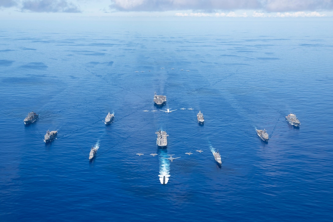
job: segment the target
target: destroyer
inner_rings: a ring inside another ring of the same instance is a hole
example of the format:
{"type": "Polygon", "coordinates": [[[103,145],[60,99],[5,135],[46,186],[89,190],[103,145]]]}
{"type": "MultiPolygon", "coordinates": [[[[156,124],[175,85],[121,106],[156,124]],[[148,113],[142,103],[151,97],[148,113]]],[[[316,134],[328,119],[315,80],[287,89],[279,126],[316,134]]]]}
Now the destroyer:
{"type": "Polygon", "coordinates": [[[261,139],[264,141],[268,141],[269,139],[268,134],[266,132],[266,130],[265,129],[264,129],[263,130],[261,130],[261,129],[256,129],[255,130],[257,131],[257,134],[258,134],[258,135],[259,136],[259,137],[261,139]]]}
{"type": "Polygon", "coordinates": [[[166,146],[167,145],[167,140],[166,137],[169,135],[166,134],[165,131],[162,131],[160,129],[156,133],[157,134],[157,139],[156,139],[156,144],[159,146],[166,146]]]}
{"type": "Polygon", "coordinates": [[[89,154],[89,160],[91,160],[96,155],[96,153],[97,152],[97,148],[94,146],[92,146],[90,153],[89,154]]]}
{"type": "Polygon", "coordinates": [[[33,122],[38,117],[38,114],[34,111],[28,113],[28,115],[24,119],[24,124],[29,124],[33,122]]]}
{"type": "Polygon", "coordinates": [[[295,126],[299,126],[299,125],[301,124],[301,122],[297,118],[297,117],[296,117],[296,115],[295,114],[291,113],[286,116],[286,119],[289,123],[295,126]]]}
{"type": "Polygon", "coordinates": [[[106,124],[111,123],[112,122],[112,120],[114,117],[115,115],[114,114],[110,114],[110,112],[109,112],[108,114],[107,115],[106,117],[105,117],[105,121],[104,122],[104,123],[106,124]]]}
{"type": "Polygon", "coordinates": [[[219,164],[221,165],[222,164],[222,161],[221,161],[221,155],[220,155],[220,153],[218,152],[218,149],[216,152],[213,152],[213,155],[214,155],[214,158],[216,161],[219,164]]]}
{"type": "Polygon", "coordinates": [[[166,97],[165,96],[159,96],[155,92],[154,101],[157,105],[162,105],[166,101],[166,97]]]}
{"type": "Polygon", "coordinates": [[[196,115],[197,118],[198,119],[198,121],[199,123],[201,124],[203,123],[203,121],[205,120],[203,119],[203,114],[201,112],[201,111],[199,111],[199,113],[196,115]]]}
{"type": "Polygon", "coordinates": [[[53,140],[58,133],[58,131],[56,130],[50,132],[48,130],[46,131],[46,134],[44,136],[44,142],[47,142],[53,140]]]}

..........

| The request |
Gather each line above that contains the word "target".

| Right answer |
job: segment the target
target: destroyer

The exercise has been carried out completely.